*EXERCISE DIRECTIONS:*
Could you extract every entry below and reproduce it exactly?

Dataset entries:
—————

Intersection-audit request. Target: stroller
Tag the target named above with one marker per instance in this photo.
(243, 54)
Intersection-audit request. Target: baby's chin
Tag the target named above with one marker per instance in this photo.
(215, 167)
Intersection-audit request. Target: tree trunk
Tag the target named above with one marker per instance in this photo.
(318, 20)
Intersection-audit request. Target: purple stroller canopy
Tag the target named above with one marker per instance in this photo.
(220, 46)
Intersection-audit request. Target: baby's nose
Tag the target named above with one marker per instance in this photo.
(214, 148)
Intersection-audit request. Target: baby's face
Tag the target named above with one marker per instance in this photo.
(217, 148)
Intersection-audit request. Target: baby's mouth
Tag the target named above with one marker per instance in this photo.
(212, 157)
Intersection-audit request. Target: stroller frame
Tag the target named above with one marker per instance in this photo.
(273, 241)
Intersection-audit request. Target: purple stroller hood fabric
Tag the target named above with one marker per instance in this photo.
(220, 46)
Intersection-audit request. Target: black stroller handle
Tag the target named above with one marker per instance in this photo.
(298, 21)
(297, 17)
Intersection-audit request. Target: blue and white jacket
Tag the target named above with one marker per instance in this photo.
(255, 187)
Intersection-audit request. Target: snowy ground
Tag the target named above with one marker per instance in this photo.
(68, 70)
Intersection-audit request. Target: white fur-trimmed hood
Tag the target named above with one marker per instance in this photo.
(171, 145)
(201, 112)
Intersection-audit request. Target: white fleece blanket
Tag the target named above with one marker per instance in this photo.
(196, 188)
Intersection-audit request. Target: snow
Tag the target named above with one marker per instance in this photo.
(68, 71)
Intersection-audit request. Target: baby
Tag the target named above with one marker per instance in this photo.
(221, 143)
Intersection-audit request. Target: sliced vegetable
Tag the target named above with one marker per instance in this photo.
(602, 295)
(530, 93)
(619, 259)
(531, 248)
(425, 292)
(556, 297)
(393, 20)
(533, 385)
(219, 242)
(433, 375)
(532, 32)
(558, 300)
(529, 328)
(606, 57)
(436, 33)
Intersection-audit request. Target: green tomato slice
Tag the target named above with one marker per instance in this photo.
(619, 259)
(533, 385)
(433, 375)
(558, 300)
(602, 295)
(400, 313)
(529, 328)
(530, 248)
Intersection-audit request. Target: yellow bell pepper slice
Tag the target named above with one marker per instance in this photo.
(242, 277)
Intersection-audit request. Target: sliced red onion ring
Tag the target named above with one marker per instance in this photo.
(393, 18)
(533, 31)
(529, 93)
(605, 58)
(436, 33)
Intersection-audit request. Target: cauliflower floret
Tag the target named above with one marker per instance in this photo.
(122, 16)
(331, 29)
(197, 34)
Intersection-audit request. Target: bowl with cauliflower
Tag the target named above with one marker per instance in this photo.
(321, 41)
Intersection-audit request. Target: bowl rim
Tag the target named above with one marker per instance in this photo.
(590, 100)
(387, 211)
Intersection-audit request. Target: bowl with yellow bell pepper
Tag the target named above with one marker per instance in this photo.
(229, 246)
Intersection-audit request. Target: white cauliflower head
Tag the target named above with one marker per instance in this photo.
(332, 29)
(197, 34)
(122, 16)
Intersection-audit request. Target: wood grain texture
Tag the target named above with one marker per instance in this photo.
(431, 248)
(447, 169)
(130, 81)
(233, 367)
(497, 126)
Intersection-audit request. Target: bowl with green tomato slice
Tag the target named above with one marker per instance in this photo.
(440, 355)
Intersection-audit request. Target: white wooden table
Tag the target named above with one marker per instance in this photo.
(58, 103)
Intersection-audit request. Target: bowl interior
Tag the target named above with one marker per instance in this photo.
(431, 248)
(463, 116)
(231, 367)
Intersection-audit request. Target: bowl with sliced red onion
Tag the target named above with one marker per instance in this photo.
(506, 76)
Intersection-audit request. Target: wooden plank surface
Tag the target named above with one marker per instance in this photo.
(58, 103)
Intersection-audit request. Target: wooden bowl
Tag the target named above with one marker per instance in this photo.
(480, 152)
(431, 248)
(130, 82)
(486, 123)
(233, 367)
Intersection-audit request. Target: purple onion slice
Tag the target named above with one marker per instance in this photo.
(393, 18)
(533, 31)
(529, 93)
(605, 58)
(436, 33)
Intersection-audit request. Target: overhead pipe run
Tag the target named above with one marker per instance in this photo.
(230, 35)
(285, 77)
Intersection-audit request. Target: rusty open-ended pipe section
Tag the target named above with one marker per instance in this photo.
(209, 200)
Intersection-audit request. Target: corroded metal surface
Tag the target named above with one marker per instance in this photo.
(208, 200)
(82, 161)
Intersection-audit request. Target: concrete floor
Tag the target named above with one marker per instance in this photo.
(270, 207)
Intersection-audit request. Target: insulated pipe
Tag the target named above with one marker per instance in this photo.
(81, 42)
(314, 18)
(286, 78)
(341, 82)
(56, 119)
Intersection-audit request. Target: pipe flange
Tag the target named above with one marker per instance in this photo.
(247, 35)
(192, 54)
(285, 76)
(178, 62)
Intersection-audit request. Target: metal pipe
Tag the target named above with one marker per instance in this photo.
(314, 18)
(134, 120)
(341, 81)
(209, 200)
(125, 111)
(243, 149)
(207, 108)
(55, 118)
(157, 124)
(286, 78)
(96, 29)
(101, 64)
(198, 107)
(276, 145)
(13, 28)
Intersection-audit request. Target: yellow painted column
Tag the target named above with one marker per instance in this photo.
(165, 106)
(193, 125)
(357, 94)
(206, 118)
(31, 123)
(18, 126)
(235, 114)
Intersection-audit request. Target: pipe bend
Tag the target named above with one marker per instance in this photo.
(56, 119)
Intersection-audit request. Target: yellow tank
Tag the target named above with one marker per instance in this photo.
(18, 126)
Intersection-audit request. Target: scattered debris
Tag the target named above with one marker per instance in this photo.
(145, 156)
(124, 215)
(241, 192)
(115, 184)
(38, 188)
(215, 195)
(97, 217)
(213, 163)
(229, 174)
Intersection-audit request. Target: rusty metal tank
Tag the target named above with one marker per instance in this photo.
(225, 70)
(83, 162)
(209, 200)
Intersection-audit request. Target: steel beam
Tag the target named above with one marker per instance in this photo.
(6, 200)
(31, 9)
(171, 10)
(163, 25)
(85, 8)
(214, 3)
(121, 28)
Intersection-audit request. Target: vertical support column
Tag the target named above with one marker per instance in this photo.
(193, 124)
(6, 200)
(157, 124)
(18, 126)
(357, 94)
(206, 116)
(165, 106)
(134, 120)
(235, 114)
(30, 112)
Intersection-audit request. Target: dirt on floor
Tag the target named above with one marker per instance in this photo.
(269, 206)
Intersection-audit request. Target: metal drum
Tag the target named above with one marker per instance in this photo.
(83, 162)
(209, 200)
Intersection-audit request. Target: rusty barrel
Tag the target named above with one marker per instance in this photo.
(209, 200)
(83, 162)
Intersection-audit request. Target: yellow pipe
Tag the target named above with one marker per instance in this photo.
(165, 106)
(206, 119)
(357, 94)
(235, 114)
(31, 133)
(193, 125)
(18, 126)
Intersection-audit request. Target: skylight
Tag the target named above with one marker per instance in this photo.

—————

*OUTPUT OF THE TASK:*
Intersection-audit request. Target: stroller
Tag the target named above with one marker per instance in this photo.
(243, 54)
Intersection-audit request. Target: baby's chin
Tag the target named above with one marker per instance in this photo.
(215, 167)
Intersection-audit request. Target: tree trunk
Tag the target named above with one marker per instance in this photo.
(318, 20)
Intersection-audit request. Target: purple stroller canopy
Tag the target named above with one marker per instance in this photo.
(220, 46)
Intersection-audit request. Target: baby's nose
Tag the target named above with one marker per instance in this photo.
(214, 148)
Intersection-audit request. Target: baby's face
Tag the target named above with one marker per instance in this photo.
(217, 148)
Intersection-audit request. Target: baby's mouth
Tag the target named above with one marker per instance in this photo.
(212, 157)
Intersection-audit request. Target: stroller frame
Tag the target named above with one marker per instance in this photo.
(273, 241)
Intersection-audit request. Target: purple stroller hood fabric
Tag the target named above with one marker per instance in this photo.
(220, 46)
Intersection-audit request. Target: black stroller handle
Tag the target named above with one marker per instance in this photo.
(298, 21)
(297, 17)
Intersection-audit request. Target: blue and white jacket
Tag the target named above with one marker per instance in this photo.
(255, 187)
Intersection-audit request. Target: snowy ground
Tag the target named above with one marker per instance in this photo.
(68, 70)
Intersection-audit request. Target: white fur-trimmed hood
Tag the target named above with one marker per instance in this photo.
(171, 145)
(201, 112)
Intersection-audit request. Target: white fleece blanket
Tag the target named above with one marker per instance in this photo.
(196, 188)
Intersection-audit request. Target: snow
Tag the target named above with one marker per instance in this photo.
(68, 71)
Intersection-audit request. Target: baby
Tag the target named above with one marker per instance in this photo.
(221, 143)
Intersection-audit request. Target: sliced vegetable
Tag the target named above with one marker per instance in this photo.
(602, 295)
(530, 93)
(619, 259)
(531, 248)
(425, 292)
(556, 297)
(393, 20)
(533, 385)
(219, 242)
(433, 375)
(532, 32)
(558, 300)
(529, 328)
(606, 57)
(436, 33)
Intersection-audit request. Target: green tomato slice
Tag the target named above with one marker per instance in this photo.
(619, 259)
(533, 385)
(433, 375)
(558, 300)
(602, 295)
(400, 313)
(529, 328)
(530, 248)
Intersection-audit request. Target: yellow bell pepper slice
Tag the target named above with one marker per instance in this photo.
(242, 277)
Intersection-audit request. Target: sliced red onion ring
Tag the target named above with one marker per instance in this photo.
(393, 18)
(533, 31)
(529, 93)
(605, 58)
(436, 33)
Intersection-audit request. Target: cauliflower floret
Tag the target named above with one marker per instance in this photo.
(122, 16)
(331, 29)
(197, 34)
Intersection-audit request. Target: bowl with cauliflower
Tag the target named above with one marker per instance in this photo.
(321, 41)
Intersection-audit request. Target: bowl rim
Tag the target named above with one marker per instance in this photo.
(590, 100)
(387, 211)
Intersection-audit request. Target: bowl with yellow bell pepper
Tag the target named above with one marker per instance in this photo.
(229, 246)
Intersection-audit request. Target: white cauliflower head
Tag the target named above with one marker per instance in this photo.
(332, 29)
(197, 34)
(122, 16)
Intersection-audit request. Target: wood grain texture
Tag the target named above with one marker per instance in this photo.
(431, 248)
(447, 169)
(130, 81)
(233, 367)
(497, 126)
Intersection-audit request. Target: bowl with green tomato slice
Tag the target named above with one marker per instance in this photo.
(440, 355)
Intersection-audit request. Target: white wooden table
Tag the target named above with one marker per instance in this photo.
(58, 103)
Intersection-audit request. Target: bowl interior
Tag the target named above with one marker per instance in this photo.
(431, 248)
(463, 116)
(231, 367)
Intersection-audit request. Target: bowl with sliced red onion
Tag the target named above with one marker per instance in this photo.
(506, 76)
Intersection-audit request. Target: wooden plank surface
Tag the target named above with one marker per instance in this photo.
(58, 103)
Intersection-audit request. Target: wooden bowl
Tag the target named above with one marker per instance in this photo.
(480, 152)
(431, 248)
(130, 82)
(486, 123)
(233, 367)
Intersection-audit request. Target: purple onion slice
Tag the target named above with one marker per instance in this photo.
(393, 18)
(533, 31)
(529, 93)
(605, 58)
(436, 33)
Intersection-audit request. Target: overhead pipe run
Tag the target named above with one marker per instance in this photo.
(230, 35)
(285, 77)
Intersection-audit request. Target: rusty open-ended pipe section
Tag the target named above with one marker per instance in this photo.
(209, 200)
Intersection-audit request. Target: corroded metal surface
Tag the target named above with one marker per instance in this photo.
(208, 200)
(82, 161)
Intersection-audit request. Target: concrete floor
Tag the target named above with one marker per instance in this photo.
(270, 207)
Intersection-audit request. Target: insulated pipe
Tag the target named above with one marker per instance in this photo.
(81, 42)
(314, 18)
(286, 78)
(341, 82)
(56, 119)
Intersection-audit request. Target: pipe flange
Tag the target named above with one marker per instance in this photo.
(247, 35)
(192, 54)
(285, 76)
(178, 62)
Intersection-audit request. Target: metal pipe
Tag the target named above with one marker per instance in this photo.
(314, 18)
(134, 120)
(341, 81)
(209, 200)
(125, 111)
(243, 149)
(207, 108)
(55, 118)
(157, 124)
(286, 78)
(96, 29)
(101, 64)
(198, 107)
(276, 145)
(13, 28)
Intersection-audit request. Target: yellow painted column
Tag the target named above with one marker per instance in this photo.
(165, 106)
(193, 125)
(357, 94)
(206, 118)
(31, 123)
(18, 126)
(235, 114)
Intersection-audit request. Target: pipe bend
Tag the target named above with one marker per instance in this photo.
(56, 119)
Intersection-audit request. Target: yellow tank
Tag the target named above with one marker per instance in this photo.
(18, 126)
Intersection-audit request. Target: scattered debris
Tag the target named above with one marker per instance in this photo.
(145, 156)
(124, 215)
(241, 192)
(115, 184)
(38, 188)
(215, 195)
(97, 217)
(213, 163)
(229, 174)
Intersection-audit request. Target: rusty metal tank
Tag the target named above with one marker per instance in this photo.
(225, 70)
(83, 162)
(209, 200)
Intersection-audit request. Target: steel beam
Tag the target named above with one marker per instance in this photo.
(6, 200)
(31, 9)
(171, 10)
(163, 25)
(85, 8)
(214, 3)
(121, 28)
Intersection-audit request. Target: vertical support column
Tag the target named above with one marker per instance in this photo.
(193, 124)
(6, 200)
(157, 124)
(18, 126)
(357, 94)
(206, 116)
(165, 106)
(134, 120)
(235, 114)
(30, 112)
Intersection-audit request. Target: dirt on floor
Tag the target named above with one marker per instance in this photo.
(269, 206)
Intersection-audit request. Target: metal drum
Tag the target named above with one marker per instance in this photo.
(83, 162)
(209, 200)
Intersection-audit request. Target: rusty barrel
Tag the target named above with one marker per instance in this photo.
(209, 200)
(83, 162)
Intersection-audit request. Target: yellow pipe
Tag the target named above with one marker per instance in this photo.
(165, 106)
(206, 119)
(357, 94)
(235, 114)
(31, 133)
(193, 125)
(18, 126)
Intersection-audit request. Target: skylight
Tag the target named above with one marker per instance in this photo.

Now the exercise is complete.